**TASK:** In the Holy Week reflection, which psalm does the Church use to respond to the good news?

___ PROVIDED PASSAGE

Tuesday of Holy Week 2026

None of us, I suppose, has ever lived in a house without electricity for more than a few hours or days. Those would be periods of a weather emergency, or utility blackout. But in a place without utilities, lanterns and candles would be used to extend the period of work or relaxation into the times past sundown. The poor would go from room to room managing the lighting. The gentry would have servants to take care of that.

But the servant of the Lord described by Isaiah today actually becomes a light, not just for people Israel, but for the goy, the nations. Wherever this servant would be, darkness would flee, and salvation would enter. The power of God, the Lord, would accomplish this. Remember that the Son of Man and Son of God was named Yah-shua, the Lord-salvation. Note too that this man identified Himself as the Light of the world, and in the Book of Revelation He, as the Lamb of God, is also the Lamp of God shining 24 by 7 on the whole of the New Creation.

But, of course, first He had to suffer and die as the sacrificed Lamb, to make grace and forgiveness and Resurrection accessible to all humans for the glory of God. This had been his vocation already from His mother Mary’s womb. At the moment of His virginal conception, the angel named Him to be the salvation from the Lord.

The Church responds to this good news with Psalm 71, a hymn of deliverance that turns into a hymn of praise. We chant: “Upon thee I have leaned from my birth; thou art he who took me from my mother's womb. My praise is continually of thee.” This week the psalm is so very appropriate on the lips of Jesus as He resolutely takes on the fallen angels of evil and goes to His death to conquer death forever.

______
___ PROVIDED MATERIAL

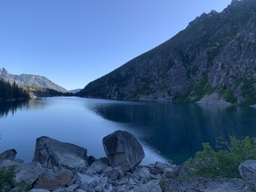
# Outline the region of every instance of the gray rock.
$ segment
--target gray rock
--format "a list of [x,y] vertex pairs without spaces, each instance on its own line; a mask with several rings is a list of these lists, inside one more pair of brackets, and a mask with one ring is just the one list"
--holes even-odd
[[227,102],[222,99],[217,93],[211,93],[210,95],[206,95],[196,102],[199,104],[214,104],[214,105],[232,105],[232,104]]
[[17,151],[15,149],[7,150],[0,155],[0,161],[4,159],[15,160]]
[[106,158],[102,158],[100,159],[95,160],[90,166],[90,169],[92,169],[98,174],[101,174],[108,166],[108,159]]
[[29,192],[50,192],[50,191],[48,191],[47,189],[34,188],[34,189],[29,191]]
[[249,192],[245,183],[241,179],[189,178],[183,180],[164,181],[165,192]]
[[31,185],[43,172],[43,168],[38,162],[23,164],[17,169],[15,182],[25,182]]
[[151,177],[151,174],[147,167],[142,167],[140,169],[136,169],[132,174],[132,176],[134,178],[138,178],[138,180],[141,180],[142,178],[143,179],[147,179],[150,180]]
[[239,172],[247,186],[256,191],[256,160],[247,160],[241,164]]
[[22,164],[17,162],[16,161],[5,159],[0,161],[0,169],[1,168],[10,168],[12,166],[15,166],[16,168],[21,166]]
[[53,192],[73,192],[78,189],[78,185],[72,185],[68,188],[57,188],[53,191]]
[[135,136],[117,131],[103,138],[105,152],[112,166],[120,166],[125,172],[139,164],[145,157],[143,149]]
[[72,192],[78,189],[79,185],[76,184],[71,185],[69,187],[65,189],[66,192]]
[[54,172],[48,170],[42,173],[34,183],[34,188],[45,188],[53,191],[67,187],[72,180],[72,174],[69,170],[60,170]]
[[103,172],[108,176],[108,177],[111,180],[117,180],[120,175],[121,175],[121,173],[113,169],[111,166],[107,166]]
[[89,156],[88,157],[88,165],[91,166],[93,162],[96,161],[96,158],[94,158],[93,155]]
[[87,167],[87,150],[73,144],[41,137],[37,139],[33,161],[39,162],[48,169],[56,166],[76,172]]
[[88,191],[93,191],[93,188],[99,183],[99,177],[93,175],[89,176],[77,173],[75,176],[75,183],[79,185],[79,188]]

______

**ANSWER IN FULL:** Psalm 71, a hymn of deliverance that turns into a hymn of praise.